* PROMPT A
According to the article on bipolar disorder and BPD, which symptoms do the two conditions have in common?
* PROMPT B
Write the next part of the article on bipolar disorder and BPD, picking up after its final sentence.

* PASSAGE TO READ
---------------
Bipolar vs. BPD: How to Tell the Difference
The two mental health conditions are sometimes confused—but treatment depends on which diagnosis a person actually has.
When it comes to successfully treating a mental health disorder, it’s important that you have the correct diagnosis—which is easier said than done. As if struggling with symptoms isn’t hard enough, in some cases, these symptoms may overlap with other conditions, making it tough to nail down the right diagnosis.
While bipolar disorder and borderline personality disorder (BPD) might sound similar at first, aside from a few symptoms the two have in common—impulsivity, promiscuity, and rage—the conditions are actually very different, Kathleen Cairns, PsyD, a clinical psychologist in Connecticut, tells Health.
So what are the symptoms of bipolar disorder?
The symptoms and their severity can vary person to person, but the most common symptoms of bipolar disorder include mania and depression.
---------------
(Records taken from a collection)
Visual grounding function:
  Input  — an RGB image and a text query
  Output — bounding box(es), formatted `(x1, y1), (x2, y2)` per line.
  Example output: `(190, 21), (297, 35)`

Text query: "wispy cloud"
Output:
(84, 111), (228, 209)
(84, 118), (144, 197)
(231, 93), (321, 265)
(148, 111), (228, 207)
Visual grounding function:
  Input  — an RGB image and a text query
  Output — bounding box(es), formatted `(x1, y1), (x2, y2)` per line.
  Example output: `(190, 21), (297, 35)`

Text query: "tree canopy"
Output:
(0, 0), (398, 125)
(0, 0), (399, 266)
---------------
* TASK RESULT A
Impulsivity, promiscuity, and rage.

* TASK RESULT B
In order to be diagnosed with bipolar disorder, a person has to have at least one manic or hypomanic episode, according to the National Alliance on Mental Health (NAMI). Hypomania isn’t as severe as mania—it doesn’t include psychotic episodes.
According to NAMI, suicide is “an ever-present danger” in people with bipolar disorder because they may become suicidal during a manic state.
People with bipolar disorder will swing from a manic state to a depressed state. During a depression, some people have trouble sleeping while others sleep more than usual.
If properly treated, the periods of wellness in between manic and depressive states can last for months or even years, says Ken Duckworth, MD, medical director for NAMI.
How is bipolar disorder treated?
Once properly diagnosed, bipolar disorder can be extremely well-managed, Cairns says. “You probably know someone who’s bipolar and you don’t even know it,” she says of treatment success.
Bipolar disorder is usually treated with a combination of medications (including mood stabilizers and antidepressants) and talk therapy. Following a regular sleep routine is also crucial, Cairns says. Once a sleep cycle is thrown off schedule, it can trigger symptoms and lead to a depressive or manic state, she says—which can make traveling across time zones risky for people with bipolar disorder.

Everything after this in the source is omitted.